PASSAGE SHOWN =>

===

Kenny Pitt kennypitt at hotmail.com
Wed Oct 6 23:15:19 CEST 2004

Wayne Pedersen wrote:
> I am interested in including the SpamBayes engine in one of my
> applications. 
> I'm not a Python expert and rather new to the language.
> I see many source files, but I am interested in the ones which
> actually identify the mail as spam or ham.  The wiki didn't seem to
> offer much other than end user support.  
> Where can I find some documentation on the core engine of SpamBayes?

There really isn't any documentation on the source code other than the
source code itself.  Most of the base classifier stuff is pretty thoroughly
commented, but level of commenting varies in other areas.

It's really a bit complicated to define where to find all the source code
you would need.  All the source for the actual classifier engine is located
in the "spambayes" subdirectory of the source, but there are a number of
other source files mixed in there as well.

===

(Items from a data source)
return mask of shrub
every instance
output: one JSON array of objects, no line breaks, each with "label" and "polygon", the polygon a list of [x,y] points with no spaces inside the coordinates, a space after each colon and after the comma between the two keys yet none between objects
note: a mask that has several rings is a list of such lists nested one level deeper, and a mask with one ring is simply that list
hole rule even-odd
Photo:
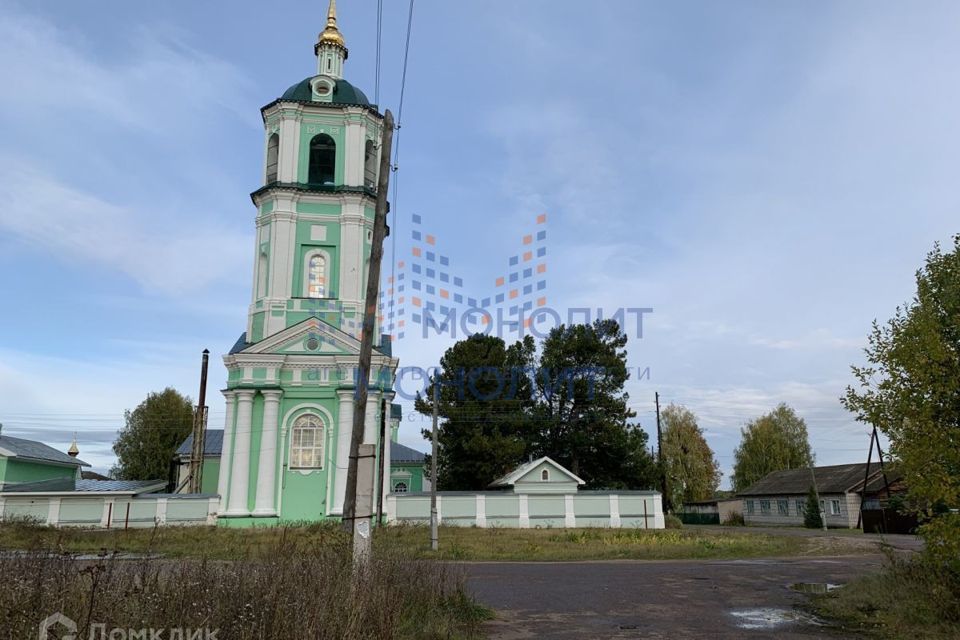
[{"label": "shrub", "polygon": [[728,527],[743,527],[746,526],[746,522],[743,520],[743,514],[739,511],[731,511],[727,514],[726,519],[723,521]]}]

===

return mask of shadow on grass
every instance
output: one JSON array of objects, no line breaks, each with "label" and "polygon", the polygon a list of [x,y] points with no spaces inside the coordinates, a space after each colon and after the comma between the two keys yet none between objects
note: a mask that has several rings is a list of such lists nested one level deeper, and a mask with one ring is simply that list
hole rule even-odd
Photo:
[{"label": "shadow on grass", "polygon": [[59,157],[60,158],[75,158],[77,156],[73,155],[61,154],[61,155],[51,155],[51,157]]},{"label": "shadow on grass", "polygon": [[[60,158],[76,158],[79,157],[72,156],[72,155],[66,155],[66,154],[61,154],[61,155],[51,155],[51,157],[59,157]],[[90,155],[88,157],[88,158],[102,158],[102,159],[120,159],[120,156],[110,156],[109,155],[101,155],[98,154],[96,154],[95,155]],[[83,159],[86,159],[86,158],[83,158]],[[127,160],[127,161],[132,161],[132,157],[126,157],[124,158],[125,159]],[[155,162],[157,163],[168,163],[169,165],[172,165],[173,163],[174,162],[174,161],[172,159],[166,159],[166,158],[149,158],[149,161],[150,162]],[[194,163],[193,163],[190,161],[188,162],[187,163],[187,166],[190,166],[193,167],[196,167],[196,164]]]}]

===

PROBLEMS TO SOLVE =>
- A) Reproduce the stretch of the SpamBayes message from "Kenny Pitt kennypitt" through "engine of SpamBayes?", swapping "wiki" for "FAQ".
- B) Write the next part of the SpamBayes message, starting after its final sentence.
These items bear no relation to the SpamBayes message.

FINAL RESULTS =>
- A)
Kenny Pitt kennypitt at hotmail.com
Wed Oct 6 23:15:19 CEST 2004

Wayne Pedersen wrote:
> I am interested in including the SpamBayes engine in one of my
> applications. 
> I'm not a Python expert and rather new to the language.
> I see many source files, but I am interested in the ones which
> actually identify the mail as spam or ham.  The FAQ didn't seem to
> offer much other than end user support.  
> Where can I find some documentation on the core engine of SpamBayes?

- B)
In order to use the engine, you also need some sort of driver program that
handles things like opening the correct training database files, obtaining
the message to be classified, and training on incorrect messages.  You will
find examples of this scattered throughout the source tree, primarily in the
"scripts" and "Outlook2000" subdirectories.  A good place to start might be
"scripts/sb_filter.py", which is probably the simplest version of the
filter.  It just reads messages from stdin or a file, classifies or trains
them, and writes the results to stdout.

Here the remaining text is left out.